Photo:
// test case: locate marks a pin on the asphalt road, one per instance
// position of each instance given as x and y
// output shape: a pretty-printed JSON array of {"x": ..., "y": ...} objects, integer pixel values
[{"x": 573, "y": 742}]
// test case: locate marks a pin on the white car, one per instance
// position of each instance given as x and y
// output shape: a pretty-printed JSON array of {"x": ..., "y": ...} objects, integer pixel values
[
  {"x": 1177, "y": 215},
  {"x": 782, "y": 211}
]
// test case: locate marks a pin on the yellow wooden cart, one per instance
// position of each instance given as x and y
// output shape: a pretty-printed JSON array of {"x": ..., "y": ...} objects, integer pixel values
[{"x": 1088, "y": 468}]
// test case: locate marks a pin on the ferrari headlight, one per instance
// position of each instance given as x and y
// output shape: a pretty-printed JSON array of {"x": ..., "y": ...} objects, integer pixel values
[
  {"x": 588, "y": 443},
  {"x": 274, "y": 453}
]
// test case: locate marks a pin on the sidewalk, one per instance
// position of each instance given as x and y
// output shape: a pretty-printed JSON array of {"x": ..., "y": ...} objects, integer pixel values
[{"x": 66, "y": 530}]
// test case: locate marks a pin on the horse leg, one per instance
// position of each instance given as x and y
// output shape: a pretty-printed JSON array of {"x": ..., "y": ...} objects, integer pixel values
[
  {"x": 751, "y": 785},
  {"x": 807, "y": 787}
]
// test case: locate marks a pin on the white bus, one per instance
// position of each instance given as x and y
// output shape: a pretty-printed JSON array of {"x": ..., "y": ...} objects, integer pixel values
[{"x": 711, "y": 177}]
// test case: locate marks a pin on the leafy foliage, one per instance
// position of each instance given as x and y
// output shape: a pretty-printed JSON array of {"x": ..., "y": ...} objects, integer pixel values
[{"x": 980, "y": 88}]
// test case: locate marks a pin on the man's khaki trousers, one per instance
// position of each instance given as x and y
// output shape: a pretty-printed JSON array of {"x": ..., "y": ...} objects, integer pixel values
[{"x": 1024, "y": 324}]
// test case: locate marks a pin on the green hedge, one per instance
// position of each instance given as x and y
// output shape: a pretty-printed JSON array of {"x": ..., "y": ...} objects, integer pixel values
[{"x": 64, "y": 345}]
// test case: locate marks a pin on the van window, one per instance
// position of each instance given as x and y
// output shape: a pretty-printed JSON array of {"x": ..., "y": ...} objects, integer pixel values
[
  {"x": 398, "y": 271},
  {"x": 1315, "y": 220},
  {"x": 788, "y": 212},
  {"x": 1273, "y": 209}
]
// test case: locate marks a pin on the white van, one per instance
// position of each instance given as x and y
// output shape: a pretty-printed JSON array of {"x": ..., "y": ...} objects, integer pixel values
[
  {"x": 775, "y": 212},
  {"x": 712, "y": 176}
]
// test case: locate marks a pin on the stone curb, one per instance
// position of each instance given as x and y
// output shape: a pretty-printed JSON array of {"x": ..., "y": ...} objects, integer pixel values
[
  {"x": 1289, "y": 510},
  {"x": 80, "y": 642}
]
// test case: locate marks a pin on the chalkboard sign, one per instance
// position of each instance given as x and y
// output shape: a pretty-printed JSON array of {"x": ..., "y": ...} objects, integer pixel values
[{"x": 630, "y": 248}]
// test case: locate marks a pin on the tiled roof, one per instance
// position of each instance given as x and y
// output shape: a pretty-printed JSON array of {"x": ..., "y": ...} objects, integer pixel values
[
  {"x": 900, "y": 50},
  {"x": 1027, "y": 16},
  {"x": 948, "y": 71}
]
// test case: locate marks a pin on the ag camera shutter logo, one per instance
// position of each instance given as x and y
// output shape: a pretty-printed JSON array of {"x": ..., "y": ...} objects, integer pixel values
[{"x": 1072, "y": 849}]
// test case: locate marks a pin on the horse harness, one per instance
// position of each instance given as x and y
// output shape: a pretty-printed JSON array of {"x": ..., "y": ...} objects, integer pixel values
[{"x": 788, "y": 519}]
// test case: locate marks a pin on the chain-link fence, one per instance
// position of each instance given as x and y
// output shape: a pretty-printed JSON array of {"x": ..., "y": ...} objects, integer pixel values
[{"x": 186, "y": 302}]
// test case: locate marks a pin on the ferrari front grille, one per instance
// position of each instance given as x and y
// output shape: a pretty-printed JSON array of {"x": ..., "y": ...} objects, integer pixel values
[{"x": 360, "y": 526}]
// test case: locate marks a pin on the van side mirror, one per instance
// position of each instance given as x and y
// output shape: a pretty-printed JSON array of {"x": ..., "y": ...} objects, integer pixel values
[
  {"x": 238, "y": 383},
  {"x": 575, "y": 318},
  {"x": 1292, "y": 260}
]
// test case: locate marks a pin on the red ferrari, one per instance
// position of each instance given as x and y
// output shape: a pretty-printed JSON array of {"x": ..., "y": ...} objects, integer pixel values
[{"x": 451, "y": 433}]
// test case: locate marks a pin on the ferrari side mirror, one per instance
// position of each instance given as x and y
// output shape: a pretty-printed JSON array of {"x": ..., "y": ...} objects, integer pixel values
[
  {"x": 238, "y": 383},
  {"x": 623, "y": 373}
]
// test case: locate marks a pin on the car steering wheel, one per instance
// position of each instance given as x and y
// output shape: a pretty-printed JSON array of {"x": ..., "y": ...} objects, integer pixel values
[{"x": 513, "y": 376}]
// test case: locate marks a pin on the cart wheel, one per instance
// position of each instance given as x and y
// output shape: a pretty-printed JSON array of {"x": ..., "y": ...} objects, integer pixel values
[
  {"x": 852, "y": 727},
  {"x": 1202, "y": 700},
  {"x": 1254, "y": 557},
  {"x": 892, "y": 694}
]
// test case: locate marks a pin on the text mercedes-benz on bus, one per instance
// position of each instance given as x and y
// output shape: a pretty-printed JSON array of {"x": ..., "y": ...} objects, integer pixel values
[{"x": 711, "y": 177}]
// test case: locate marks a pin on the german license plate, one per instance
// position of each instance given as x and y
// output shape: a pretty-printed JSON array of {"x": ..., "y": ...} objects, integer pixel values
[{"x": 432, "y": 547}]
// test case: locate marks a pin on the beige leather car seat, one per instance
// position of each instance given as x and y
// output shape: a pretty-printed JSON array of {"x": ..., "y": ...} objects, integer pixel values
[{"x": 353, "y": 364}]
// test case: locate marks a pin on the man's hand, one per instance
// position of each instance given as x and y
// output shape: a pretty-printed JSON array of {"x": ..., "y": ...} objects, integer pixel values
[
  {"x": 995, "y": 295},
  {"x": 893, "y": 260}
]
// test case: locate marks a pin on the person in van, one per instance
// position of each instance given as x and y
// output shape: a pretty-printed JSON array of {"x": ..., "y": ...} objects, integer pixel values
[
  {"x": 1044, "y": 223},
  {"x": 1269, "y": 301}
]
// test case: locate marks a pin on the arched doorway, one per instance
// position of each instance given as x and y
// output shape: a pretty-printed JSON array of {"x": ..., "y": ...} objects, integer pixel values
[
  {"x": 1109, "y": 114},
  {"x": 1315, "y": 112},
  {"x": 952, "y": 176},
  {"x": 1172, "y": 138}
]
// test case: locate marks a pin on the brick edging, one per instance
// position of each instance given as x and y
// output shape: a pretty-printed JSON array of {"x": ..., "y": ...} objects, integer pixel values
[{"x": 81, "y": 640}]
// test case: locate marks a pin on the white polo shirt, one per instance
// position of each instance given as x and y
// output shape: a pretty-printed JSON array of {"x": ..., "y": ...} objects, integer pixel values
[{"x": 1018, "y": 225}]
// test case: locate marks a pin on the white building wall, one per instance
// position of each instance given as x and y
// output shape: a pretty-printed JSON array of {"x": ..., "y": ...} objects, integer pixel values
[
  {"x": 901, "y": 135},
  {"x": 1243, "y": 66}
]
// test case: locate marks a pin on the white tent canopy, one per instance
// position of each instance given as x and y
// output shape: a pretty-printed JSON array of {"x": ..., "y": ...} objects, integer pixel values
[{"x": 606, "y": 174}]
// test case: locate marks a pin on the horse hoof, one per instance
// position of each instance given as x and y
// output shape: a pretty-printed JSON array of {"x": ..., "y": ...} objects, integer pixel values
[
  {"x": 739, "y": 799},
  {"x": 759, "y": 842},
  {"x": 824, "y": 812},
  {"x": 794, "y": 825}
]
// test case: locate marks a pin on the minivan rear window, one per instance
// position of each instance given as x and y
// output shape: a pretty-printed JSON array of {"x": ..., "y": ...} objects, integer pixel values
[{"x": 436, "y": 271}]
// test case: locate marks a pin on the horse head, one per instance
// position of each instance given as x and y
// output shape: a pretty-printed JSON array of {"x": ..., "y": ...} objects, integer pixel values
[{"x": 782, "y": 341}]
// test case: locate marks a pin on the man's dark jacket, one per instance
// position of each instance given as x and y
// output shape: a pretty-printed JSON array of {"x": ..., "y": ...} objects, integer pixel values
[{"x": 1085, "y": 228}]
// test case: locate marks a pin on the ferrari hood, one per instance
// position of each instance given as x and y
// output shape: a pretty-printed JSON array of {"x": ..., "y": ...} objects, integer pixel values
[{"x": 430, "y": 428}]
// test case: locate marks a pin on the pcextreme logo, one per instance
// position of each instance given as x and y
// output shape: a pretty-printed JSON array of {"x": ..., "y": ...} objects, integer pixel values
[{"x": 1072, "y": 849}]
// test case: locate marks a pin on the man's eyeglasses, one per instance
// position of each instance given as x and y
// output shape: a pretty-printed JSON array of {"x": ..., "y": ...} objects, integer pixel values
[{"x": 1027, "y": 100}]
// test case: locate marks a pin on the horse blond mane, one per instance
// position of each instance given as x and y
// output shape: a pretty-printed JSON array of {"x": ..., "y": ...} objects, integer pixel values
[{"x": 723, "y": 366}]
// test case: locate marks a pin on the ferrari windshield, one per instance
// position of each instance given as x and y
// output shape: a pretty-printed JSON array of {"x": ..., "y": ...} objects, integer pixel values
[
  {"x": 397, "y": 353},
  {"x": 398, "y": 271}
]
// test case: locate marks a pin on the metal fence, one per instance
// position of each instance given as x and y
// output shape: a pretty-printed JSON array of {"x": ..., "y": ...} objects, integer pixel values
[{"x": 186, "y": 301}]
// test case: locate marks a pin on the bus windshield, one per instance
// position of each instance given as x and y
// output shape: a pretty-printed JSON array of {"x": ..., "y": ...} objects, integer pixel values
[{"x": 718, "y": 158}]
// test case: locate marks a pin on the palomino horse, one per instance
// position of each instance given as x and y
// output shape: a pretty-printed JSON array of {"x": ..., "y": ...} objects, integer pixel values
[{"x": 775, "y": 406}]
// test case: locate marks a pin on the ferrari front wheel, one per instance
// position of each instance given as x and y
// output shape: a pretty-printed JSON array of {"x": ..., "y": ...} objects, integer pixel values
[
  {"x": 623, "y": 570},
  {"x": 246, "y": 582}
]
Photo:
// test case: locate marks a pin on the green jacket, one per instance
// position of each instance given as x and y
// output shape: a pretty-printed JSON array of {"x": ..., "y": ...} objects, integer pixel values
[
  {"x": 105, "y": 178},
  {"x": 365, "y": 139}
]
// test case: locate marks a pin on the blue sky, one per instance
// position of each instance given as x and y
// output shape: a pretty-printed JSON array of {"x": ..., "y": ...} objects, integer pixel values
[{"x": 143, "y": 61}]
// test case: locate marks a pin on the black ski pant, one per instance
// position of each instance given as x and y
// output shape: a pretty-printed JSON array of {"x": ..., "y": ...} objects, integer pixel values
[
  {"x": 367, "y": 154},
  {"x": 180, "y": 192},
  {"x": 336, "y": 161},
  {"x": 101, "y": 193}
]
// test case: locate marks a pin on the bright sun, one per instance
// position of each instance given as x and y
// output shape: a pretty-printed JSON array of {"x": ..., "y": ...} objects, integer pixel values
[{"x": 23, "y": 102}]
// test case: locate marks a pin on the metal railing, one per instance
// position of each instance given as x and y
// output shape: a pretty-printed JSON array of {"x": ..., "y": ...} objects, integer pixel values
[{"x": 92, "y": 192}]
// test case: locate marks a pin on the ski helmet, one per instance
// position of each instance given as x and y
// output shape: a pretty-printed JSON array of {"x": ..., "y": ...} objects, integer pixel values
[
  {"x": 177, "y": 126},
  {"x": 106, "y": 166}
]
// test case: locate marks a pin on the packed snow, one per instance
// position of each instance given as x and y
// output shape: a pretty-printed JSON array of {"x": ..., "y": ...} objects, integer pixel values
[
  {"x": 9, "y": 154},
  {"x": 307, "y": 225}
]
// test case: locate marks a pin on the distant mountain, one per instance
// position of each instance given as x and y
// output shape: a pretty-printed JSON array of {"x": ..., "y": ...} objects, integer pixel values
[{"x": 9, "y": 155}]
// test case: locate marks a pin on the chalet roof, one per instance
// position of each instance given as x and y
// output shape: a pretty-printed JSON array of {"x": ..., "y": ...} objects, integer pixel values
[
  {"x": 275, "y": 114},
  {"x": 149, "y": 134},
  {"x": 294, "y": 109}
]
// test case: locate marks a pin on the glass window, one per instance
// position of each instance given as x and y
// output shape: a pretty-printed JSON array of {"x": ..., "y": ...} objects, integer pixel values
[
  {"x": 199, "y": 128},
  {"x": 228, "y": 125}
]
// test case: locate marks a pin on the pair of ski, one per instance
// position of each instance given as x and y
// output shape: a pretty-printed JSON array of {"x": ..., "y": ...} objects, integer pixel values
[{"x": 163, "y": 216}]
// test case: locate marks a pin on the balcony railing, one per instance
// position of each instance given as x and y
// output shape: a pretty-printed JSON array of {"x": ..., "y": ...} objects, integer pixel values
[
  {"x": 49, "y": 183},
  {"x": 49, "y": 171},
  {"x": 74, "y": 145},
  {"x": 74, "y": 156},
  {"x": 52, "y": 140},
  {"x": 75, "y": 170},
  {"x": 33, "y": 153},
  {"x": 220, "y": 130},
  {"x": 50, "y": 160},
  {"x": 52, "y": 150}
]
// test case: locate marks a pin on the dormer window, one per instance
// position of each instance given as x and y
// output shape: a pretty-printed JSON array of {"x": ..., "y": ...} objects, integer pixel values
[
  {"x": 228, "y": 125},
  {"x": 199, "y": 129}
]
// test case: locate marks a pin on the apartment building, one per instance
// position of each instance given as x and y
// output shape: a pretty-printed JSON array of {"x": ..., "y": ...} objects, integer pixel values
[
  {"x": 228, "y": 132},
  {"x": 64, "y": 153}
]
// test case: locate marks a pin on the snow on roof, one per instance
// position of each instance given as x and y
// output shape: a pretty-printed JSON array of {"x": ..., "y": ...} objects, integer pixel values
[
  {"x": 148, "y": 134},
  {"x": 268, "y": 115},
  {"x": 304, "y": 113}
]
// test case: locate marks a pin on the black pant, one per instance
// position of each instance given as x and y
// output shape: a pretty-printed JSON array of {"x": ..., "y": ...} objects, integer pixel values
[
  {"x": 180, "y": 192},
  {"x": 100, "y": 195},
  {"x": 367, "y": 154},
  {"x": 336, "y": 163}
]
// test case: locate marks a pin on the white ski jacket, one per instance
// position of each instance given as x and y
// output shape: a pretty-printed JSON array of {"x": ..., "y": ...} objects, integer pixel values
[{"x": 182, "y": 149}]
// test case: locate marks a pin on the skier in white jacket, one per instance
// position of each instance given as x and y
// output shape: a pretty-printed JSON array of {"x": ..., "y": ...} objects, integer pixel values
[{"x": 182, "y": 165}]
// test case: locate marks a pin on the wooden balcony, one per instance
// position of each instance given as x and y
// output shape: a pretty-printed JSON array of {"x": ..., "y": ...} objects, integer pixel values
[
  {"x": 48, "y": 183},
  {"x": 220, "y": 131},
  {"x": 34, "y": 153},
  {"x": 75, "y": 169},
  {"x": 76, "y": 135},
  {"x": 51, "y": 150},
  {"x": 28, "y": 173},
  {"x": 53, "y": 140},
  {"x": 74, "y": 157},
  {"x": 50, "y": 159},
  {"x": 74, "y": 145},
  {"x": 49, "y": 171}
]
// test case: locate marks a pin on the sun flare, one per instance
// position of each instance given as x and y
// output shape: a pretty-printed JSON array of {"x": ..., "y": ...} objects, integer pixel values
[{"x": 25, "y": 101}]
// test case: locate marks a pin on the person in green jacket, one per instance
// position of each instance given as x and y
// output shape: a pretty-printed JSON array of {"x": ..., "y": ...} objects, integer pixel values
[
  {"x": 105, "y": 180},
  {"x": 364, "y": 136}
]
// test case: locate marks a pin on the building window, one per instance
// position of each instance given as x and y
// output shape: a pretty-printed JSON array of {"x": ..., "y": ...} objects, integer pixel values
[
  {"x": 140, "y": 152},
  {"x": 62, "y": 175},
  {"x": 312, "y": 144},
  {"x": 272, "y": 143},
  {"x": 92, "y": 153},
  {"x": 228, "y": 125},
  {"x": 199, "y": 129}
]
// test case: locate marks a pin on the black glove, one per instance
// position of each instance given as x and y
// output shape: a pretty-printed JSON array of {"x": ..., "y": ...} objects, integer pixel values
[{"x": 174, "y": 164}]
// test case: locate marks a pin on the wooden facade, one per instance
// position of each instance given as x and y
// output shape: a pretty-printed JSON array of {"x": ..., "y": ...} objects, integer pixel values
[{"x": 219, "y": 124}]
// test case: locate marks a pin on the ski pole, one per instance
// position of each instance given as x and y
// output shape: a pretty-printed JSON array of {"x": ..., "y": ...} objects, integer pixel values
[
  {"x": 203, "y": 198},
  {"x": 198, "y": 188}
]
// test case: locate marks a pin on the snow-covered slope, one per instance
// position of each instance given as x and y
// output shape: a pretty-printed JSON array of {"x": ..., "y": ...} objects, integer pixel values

* * *

EXERCISE DETAILS: Send back exactly, with nothing added, the lines from the first line of the material above through the line holding "car, one per instance"; both ends are included.

SOLUTION FOR THIS EXERCISE:
Photo:
// test case: locate marks a pin on the asphalt road, one per instance
// position of each instance given as x and y
// output shape: a pretty-printed JSON array of {"x": ..., "y": ...} objects, integer pixel values
[{"x": 573, "y": 742}]
// test case: locate marks a pin on the white car, one per instance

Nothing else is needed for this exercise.